** Opening Data records block **
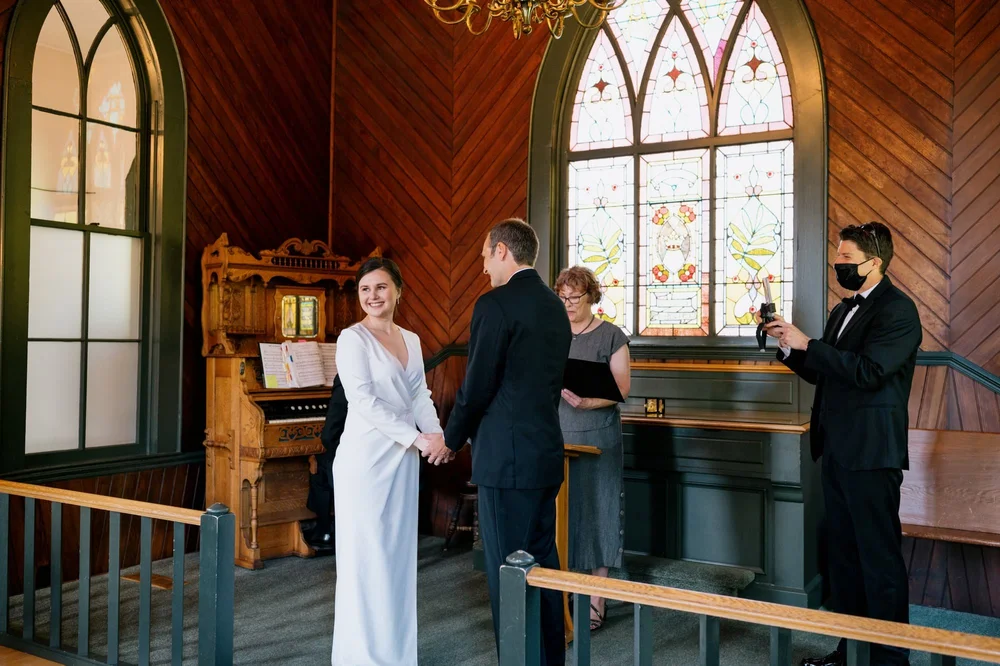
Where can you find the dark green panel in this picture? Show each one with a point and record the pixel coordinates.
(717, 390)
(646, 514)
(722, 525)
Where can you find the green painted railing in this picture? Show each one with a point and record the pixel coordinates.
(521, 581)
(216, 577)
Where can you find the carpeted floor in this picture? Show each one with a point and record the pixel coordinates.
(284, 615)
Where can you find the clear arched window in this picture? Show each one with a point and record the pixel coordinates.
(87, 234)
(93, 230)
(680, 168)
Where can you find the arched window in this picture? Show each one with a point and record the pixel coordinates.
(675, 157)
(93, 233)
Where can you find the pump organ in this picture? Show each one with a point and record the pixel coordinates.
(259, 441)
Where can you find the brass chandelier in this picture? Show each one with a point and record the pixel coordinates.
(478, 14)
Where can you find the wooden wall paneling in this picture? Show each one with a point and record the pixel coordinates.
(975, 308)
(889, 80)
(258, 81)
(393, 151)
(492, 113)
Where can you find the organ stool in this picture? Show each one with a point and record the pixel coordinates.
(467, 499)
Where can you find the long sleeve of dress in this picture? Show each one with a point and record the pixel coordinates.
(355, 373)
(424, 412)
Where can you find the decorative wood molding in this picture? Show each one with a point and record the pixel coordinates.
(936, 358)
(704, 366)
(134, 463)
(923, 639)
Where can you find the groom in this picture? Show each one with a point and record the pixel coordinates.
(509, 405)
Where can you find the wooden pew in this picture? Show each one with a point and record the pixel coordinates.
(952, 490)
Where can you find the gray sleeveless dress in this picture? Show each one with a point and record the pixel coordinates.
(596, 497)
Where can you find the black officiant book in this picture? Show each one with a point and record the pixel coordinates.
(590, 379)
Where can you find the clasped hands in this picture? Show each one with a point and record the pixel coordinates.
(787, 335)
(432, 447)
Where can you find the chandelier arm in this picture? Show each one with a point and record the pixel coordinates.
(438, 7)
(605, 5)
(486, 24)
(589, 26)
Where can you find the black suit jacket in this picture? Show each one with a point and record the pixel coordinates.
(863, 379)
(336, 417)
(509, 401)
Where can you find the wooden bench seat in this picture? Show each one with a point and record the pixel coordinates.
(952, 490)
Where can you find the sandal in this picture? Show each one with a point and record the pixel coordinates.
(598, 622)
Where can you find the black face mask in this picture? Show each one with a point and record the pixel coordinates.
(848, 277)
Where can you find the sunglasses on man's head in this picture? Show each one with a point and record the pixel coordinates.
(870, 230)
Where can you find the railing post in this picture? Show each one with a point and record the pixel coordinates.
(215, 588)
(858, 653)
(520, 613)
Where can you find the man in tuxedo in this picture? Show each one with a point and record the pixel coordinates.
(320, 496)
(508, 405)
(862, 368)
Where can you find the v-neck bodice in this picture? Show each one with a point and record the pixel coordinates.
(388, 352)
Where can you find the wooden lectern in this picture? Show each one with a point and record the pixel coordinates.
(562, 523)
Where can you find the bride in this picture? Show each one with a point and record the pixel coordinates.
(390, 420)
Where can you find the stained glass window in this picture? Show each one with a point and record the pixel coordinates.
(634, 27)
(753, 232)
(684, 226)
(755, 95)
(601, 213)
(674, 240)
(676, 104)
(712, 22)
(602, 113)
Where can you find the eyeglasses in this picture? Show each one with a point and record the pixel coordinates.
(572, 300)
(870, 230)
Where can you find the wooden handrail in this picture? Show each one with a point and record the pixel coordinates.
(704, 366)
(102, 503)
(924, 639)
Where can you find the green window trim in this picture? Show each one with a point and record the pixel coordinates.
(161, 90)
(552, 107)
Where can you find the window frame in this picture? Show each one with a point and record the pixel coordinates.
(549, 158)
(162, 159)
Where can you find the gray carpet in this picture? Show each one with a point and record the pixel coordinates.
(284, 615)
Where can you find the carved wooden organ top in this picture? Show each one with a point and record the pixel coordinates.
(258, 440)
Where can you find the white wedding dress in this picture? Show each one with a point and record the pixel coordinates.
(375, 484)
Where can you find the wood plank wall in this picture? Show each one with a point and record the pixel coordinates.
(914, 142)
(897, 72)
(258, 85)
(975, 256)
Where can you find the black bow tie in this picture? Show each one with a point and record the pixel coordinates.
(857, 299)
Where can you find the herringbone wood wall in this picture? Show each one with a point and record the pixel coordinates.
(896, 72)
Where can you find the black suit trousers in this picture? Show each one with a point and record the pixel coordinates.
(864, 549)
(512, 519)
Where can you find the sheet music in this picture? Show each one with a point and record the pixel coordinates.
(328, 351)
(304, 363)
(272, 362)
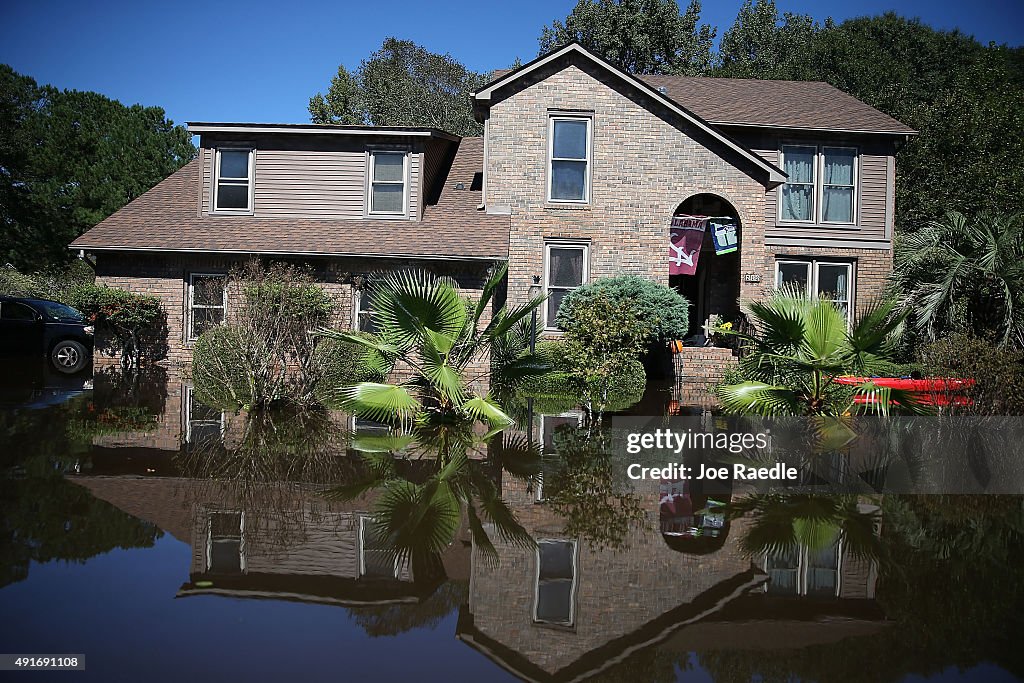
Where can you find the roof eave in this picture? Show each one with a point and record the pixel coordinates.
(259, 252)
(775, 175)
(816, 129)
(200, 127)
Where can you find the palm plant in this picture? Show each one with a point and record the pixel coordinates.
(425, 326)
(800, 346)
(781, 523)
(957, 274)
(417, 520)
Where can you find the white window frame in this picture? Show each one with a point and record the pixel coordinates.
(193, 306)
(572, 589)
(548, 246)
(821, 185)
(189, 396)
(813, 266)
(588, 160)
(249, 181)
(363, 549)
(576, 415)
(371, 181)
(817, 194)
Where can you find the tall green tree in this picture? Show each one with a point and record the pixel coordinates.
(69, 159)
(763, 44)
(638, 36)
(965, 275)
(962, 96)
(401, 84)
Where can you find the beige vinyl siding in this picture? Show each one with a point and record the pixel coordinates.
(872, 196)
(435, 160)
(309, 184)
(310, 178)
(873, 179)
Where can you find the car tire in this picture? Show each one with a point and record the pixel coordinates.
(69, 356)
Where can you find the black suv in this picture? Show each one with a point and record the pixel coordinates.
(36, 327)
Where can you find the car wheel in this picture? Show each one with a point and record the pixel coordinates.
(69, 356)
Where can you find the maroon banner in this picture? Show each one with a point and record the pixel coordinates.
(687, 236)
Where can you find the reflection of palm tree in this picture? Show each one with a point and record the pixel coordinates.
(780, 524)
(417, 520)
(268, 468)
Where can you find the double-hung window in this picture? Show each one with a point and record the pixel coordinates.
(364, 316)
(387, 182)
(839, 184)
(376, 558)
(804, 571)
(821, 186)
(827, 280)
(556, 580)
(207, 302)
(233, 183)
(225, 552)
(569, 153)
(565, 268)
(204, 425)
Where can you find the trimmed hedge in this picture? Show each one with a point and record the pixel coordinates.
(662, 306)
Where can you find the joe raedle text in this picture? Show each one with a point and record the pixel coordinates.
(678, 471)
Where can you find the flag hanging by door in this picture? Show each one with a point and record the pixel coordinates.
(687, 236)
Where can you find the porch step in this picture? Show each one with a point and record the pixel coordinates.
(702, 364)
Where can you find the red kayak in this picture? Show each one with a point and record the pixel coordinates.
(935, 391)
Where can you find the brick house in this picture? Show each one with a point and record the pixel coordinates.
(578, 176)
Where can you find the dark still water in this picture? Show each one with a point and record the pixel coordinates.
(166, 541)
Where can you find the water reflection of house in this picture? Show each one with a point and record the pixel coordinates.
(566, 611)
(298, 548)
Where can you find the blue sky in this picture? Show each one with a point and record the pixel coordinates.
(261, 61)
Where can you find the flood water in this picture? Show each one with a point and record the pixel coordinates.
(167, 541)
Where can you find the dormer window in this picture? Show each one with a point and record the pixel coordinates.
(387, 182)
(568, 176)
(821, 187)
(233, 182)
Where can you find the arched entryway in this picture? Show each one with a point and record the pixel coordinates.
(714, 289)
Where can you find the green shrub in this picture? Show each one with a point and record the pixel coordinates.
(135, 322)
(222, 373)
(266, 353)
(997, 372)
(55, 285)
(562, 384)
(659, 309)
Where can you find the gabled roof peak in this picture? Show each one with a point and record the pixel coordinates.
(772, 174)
** Closing Data records block **
◆ Assigned task: Could you restate, word for word, every line from the one containing "Where can you find the dormer" through the last line of the records above, and nothing more?

◆ Answer below:
Where can you find the dormer window in this picture? Show each one with a point and record the pixel coordinates.
(387, 182)
(568, 176)
(821, 187)
(233, 182)
Where can you find the arched entryway in this picture? Show each one with a point and record the pixel coordinates.
(714, 289)
Where can you find the green shrub in this picture? Show each one with a point and record the pixel coordinates.
(135, 322)
(222, 373)
(266, 353)
(997, 372)
(55, 285)
(562, 384)
(659, 309)
Where can you find the gabled roof peak in this picture? Show each one with a point and record the pixel coordinates.
(772, 174)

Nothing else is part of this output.